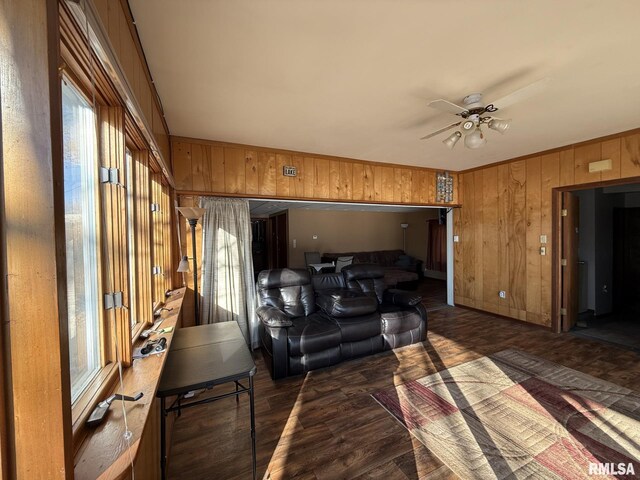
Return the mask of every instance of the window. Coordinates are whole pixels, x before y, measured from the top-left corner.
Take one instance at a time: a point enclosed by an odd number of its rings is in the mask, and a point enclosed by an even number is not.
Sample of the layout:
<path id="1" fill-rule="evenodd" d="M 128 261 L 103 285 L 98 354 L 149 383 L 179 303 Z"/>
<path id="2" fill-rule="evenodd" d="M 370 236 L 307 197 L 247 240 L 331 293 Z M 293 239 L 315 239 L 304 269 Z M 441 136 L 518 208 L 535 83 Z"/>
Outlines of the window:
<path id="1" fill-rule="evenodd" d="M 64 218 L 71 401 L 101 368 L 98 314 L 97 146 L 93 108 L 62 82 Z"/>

────────────────────────────────────────

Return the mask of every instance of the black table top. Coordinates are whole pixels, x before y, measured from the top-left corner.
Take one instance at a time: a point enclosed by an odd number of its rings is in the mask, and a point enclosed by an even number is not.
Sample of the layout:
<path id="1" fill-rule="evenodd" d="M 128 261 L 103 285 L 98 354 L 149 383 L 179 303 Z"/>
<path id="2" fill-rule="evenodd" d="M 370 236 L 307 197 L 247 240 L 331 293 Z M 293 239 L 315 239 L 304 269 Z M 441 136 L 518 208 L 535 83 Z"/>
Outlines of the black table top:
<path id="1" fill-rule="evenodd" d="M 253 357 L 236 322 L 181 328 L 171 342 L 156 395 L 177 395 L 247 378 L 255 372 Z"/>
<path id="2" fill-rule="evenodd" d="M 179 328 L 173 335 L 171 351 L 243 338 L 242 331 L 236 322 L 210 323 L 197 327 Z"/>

────────────────────────────────────────

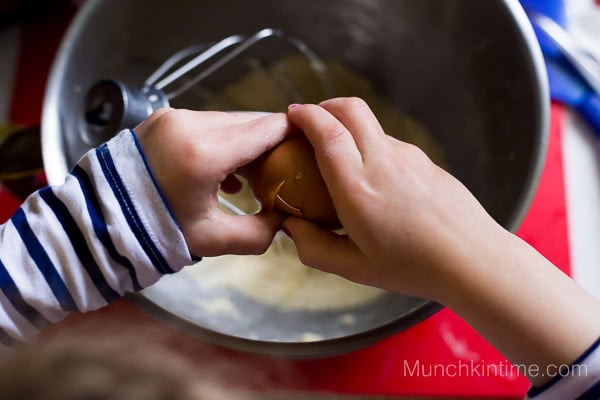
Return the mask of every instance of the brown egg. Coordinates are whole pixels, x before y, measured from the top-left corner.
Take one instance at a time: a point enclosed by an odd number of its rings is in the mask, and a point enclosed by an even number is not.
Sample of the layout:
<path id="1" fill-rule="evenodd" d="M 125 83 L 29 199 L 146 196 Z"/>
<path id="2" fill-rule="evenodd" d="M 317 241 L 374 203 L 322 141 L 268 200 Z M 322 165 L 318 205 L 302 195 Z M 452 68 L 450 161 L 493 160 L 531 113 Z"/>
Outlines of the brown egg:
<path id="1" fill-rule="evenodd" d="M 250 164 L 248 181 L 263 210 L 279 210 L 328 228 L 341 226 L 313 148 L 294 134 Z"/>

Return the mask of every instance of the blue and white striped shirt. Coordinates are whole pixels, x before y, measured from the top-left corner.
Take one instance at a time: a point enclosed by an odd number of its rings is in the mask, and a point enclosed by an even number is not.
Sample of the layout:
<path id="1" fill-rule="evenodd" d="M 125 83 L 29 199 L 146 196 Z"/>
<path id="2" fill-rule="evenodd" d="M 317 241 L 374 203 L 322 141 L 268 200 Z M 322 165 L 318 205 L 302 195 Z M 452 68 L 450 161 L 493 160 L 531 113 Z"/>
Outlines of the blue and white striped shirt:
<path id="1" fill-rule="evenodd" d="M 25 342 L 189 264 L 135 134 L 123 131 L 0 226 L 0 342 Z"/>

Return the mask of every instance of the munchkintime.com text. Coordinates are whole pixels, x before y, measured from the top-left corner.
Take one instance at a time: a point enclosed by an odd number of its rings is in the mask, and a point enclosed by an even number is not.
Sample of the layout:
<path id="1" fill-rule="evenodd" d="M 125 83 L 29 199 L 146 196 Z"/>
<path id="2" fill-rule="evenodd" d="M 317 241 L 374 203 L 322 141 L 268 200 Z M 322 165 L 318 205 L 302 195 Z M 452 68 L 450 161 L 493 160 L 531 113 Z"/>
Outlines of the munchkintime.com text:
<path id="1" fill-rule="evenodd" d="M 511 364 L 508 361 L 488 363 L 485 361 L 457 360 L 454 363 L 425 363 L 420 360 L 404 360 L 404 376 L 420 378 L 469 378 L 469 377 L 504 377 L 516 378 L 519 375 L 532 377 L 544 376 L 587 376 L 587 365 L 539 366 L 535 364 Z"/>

────────────────────────────────────────

• TO DO: For this exercise, copy each line from the listing above that has the word "pixels".

• YOUR RESPONSE:
Return the mask of every instance of the window. Coordinates are whole pixels, x before y, measured from the top-left corner.
Return the mask of every instance of the black table top. Coordinates are whole pixels, x before y, measured from the top-left corner.
Return the mask of every instance of the brown egg. Coordinates are whole pixels, x before y, measured from the top-left corner.
Return the mask of every instance of the blue and white striped shirt. Coordinates are whole pixels, x before y, measured from the top-left corner.
Return the mask of every instance of the munchkintime.com text. Coordinates are whole pixels, x before y, measured from the top-left corner.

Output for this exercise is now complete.